TASK DATA →
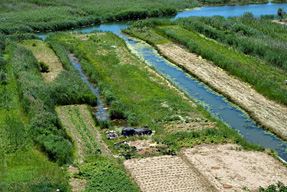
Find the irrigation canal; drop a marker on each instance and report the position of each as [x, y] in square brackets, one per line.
[216, 104]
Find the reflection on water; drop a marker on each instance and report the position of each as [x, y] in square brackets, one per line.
[214, 103]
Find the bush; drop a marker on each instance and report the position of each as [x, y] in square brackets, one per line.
[58, 148]
[44, 68]
[117, 110]
[3, 78]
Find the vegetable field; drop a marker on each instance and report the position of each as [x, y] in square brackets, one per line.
[165, 173]
[79, 124]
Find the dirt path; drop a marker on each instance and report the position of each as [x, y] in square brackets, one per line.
[267, 112]
[229, 168]
[166, 174]
[44, 53]
[96, 134]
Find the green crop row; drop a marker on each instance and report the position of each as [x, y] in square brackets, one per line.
[268, 80]
[31, 16]
[22, 167]
[105, 175]
[92, 139]
[80, 130]
[244, 34]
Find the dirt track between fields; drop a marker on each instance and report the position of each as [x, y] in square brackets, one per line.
[224, 168]
[229, 168]
[268, 113]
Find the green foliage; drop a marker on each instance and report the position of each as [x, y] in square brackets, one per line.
[85, 133]
[44, 68]
[281, 13]
[61, 14]
[273, 188]
[30, 171]
[267, 80]
[40, 98]
[3, 78]
[105, 175]
[232, 1]
[127, 151]
[104, 124]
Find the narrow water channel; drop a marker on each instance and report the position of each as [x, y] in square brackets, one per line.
[216, 104]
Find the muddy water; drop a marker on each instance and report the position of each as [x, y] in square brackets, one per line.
[101, 113]
[214, 103]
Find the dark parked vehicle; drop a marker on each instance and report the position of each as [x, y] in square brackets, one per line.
[128, 131]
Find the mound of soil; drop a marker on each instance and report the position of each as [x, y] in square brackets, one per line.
[229, 168]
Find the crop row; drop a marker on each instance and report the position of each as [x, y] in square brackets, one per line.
[80, 130]
[92, 139]
[266, 79]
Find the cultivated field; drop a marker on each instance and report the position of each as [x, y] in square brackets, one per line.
[268, 112]
[165, 173]
[45, 54]
[79, 124]
[230, 168]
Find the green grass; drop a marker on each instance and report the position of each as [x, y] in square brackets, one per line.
[266, 79]
[30, 171]
[106, 61]
[105, 175]
[35, 15]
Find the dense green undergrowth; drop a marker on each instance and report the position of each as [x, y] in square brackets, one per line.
[103, 174]
[22, 166]
[266, 78]
[30, 16]
[129, 88]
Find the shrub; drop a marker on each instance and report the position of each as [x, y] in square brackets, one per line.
[117, 110]
[3, 78]
[44, 68]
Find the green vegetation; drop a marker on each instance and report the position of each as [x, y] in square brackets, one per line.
[273, 188]
[44, 68]
[52, 15]
[81, 126]
[105, 175]
[141, 96]
[242, 34]
[22, 166]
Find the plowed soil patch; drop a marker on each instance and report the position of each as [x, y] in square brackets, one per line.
[267, 112]
[165, 173]
[228, 168]
[44, 53]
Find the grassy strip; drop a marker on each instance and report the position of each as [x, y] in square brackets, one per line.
[105, 59]
[240, 34]
[53, 15]
[92, 139]
[105, 175]
[79, 128]
[266, 80]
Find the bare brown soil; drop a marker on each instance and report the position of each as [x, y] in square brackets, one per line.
[145, 147]
[229, 168]
[44, 53]
[192, 126]
[75, 183]
[267, 112]
[282, 22]
[165, 173]
[81, 150]
[96, 134]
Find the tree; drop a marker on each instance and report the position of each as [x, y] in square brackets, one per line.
[281, 13]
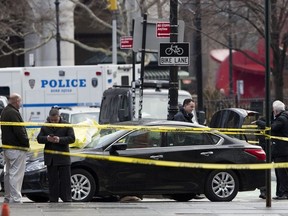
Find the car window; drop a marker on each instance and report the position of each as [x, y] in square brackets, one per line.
[142, 139]
[65, 116]
[80, 117]
[185, 139]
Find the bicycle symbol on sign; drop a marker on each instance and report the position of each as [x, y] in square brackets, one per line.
[174, 49]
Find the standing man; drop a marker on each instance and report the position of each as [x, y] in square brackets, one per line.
[58, 166]
[279, 127]
[15, 144]
[185, 112]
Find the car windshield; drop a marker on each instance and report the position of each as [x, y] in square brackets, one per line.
[80, 117]
[100, 140]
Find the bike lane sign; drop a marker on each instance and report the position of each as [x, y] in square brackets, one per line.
[174, 54]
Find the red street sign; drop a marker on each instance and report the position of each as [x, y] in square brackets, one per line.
[163, 30]
[126, 42]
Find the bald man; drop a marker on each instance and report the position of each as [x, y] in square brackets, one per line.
[15, 144]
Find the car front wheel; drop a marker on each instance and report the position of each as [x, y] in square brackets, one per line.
[83, 186]
[221, 186]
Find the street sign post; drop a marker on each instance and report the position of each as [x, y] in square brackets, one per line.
[151, 34]
[163, 30]
[126, 42]
[174, 54]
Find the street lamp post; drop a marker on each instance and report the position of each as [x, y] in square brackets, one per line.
[57, 34]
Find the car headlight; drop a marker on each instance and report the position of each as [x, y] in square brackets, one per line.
[35, 165]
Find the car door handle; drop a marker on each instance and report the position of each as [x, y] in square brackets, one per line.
[206, 153]
[156, 157]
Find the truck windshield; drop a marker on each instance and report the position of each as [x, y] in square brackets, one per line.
[156, 106]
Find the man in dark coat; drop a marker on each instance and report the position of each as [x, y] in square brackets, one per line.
[185, 112]
[279, 127]
[58, 166]
[15, 144]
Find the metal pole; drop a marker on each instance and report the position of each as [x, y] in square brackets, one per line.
[143, 53]
[173, 80]
[58, 34]
[114, 38]
[267, 99]
[231, 91]
[198, 49]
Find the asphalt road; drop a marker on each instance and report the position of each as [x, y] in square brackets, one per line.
[246, 203]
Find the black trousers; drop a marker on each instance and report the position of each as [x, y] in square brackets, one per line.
[281, 177]
[59, 178]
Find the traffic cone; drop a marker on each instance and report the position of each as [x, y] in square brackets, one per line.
[5, 210]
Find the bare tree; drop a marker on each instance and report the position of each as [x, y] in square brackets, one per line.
[248, 23]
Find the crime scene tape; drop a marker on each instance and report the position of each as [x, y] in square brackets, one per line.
[158, 162]
[151, 162]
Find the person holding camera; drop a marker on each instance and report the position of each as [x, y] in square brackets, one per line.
[58, 165]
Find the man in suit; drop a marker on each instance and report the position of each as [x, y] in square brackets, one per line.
[58, 165]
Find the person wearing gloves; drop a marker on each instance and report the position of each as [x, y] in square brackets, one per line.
[58, 165]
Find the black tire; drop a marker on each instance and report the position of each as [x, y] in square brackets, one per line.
[182, 197]
[221, 186]
[37, 198]
[83, 185]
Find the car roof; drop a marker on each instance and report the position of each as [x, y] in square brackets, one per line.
[150, 122]
[79, 109]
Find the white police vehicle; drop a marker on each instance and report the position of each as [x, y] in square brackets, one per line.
[64, 86]
[75, 115]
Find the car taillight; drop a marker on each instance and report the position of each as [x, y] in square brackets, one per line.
[258, 153]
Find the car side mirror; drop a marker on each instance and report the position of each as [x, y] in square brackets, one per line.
[116, 147]
[201, 117]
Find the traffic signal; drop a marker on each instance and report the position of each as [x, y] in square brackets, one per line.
[112, 5]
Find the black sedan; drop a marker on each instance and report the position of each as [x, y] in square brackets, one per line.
[100, 177]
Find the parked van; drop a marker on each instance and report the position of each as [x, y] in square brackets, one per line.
[117, 104]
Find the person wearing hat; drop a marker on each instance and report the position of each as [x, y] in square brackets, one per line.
[58, 165]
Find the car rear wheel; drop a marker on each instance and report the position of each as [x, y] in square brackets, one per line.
[37, 198]
[221, 186]
[83, 186]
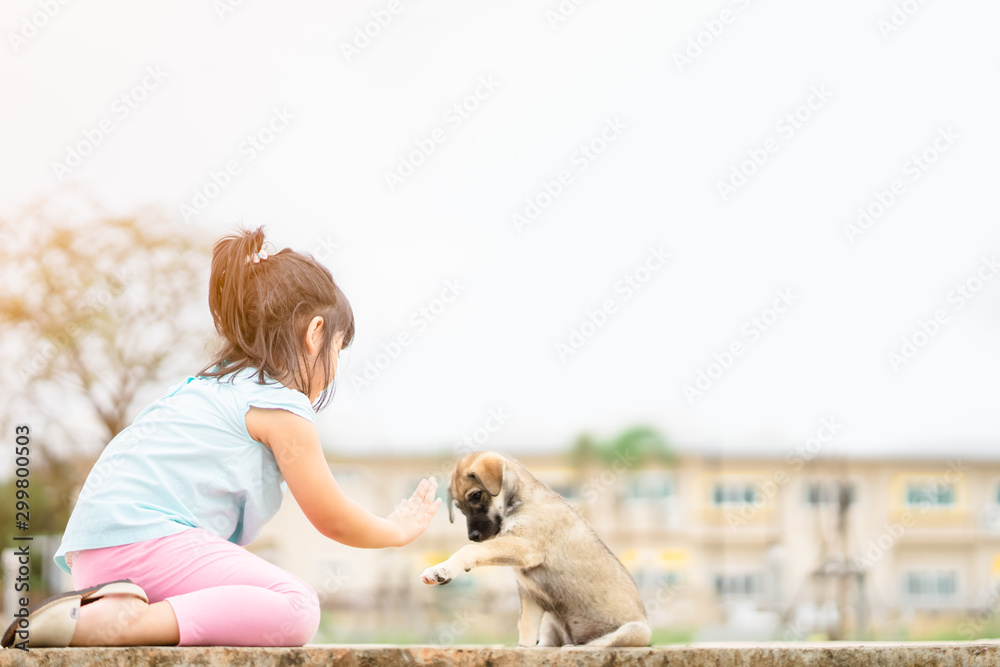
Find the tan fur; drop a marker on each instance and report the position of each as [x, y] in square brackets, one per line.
[573, 589]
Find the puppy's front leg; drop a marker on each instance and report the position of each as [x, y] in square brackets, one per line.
[530, 619]
[503, 550]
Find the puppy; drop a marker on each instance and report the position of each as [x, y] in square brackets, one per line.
[573, 590]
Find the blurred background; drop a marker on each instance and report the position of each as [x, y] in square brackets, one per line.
[722, 274]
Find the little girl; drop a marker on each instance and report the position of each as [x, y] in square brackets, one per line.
[155, 541]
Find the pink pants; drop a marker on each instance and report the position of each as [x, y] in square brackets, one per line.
[221, 594]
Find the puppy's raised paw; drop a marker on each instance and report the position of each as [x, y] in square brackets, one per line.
[439, 574]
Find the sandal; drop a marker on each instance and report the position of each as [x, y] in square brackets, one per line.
[51, 623]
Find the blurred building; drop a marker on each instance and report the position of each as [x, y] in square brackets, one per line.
[755, 548]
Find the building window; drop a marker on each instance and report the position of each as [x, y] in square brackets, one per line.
[734, 493]
[935, 494]
[736, 585]
[926, 585]
[649, 486]
[827, 492]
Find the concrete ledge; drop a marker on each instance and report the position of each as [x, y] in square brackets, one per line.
[915, 654]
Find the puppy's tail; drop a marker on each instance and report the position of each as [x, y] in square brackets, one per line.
[636, 633]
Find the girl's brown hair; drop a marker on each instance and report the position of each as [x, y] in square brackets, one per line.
[262, 310]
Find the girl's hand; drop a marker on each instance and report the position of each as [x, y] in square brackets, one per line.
[414, 515]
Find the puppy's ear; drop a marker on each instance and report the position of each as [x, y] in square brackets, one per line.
[489, 469]
[451, 505]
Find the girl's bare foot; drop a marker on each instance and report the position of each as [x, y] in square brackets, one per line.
[125, 620]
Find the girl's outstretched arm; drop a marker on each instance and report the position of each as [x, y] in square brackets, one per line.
[296, 447]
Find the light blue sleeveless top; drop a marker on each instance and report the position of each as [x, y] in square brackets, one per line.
[187, 461]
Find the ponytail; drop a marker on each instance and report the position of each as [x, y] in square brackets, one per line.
[262, 304]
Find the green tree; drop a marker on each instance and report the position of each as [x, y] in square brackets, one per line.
[637, 446]
[98, 311]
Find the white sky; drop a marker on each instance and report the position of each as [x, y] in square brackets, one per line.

EXERCISE DIRECTIONS →
Word for word, repeat the line holding "Find the concrete" and all lines after it through the end of the entries above.

WRITTEN RESPONSE →
Find the concrete ledge; drop a marker on each instance and report the position of each as [x, y] in square brackets, one per line.
[915, 654]
Find the puppy's tail; drop a marker on each instance and report the position of each as [x, y] in square brackets, one per line.
[636, 633]
Find the girl's brown hair; drop a marker on each instance and report the position of each as [x, y] in square brackets, one per line.
[262, 310]
Find the girl's hand; drop a marker on each instance and report the position of each as [x, y] in square brackets, one per line.
[414, 515]
Find the puppy's ear; drop a marker on each instance and report the position of each as [x, y] in square brackets, one per line.
[489, 469]
[451, 505]
Find the girl's bare foot; drop a marker on each instance and report the position of each as [x, y] in square brackets, one per line.
[125, 620]
Find the girl's outstretched arm; drop a marker on each instance and report the position of each as [x, y] in square brackets, one per line.
[296, 447]
Find the light blue sleeveless top; drop a marker on each instance and report the position of each as [x, y] in square brackets, one per line.
[187, 461]
Find the ponytail; drop a marker on each instance and report the position of each as [x, y] in square brackets, one per line.
[262, 304]
Find the green tree; drop a marker on each instance and report the position of each as [x, y] in square brackets, one per line.
[637, 446]
[98, 311]
Find the white sky; drop a marker on each instance and report the position of each as [x, y] in square brackets, one per line.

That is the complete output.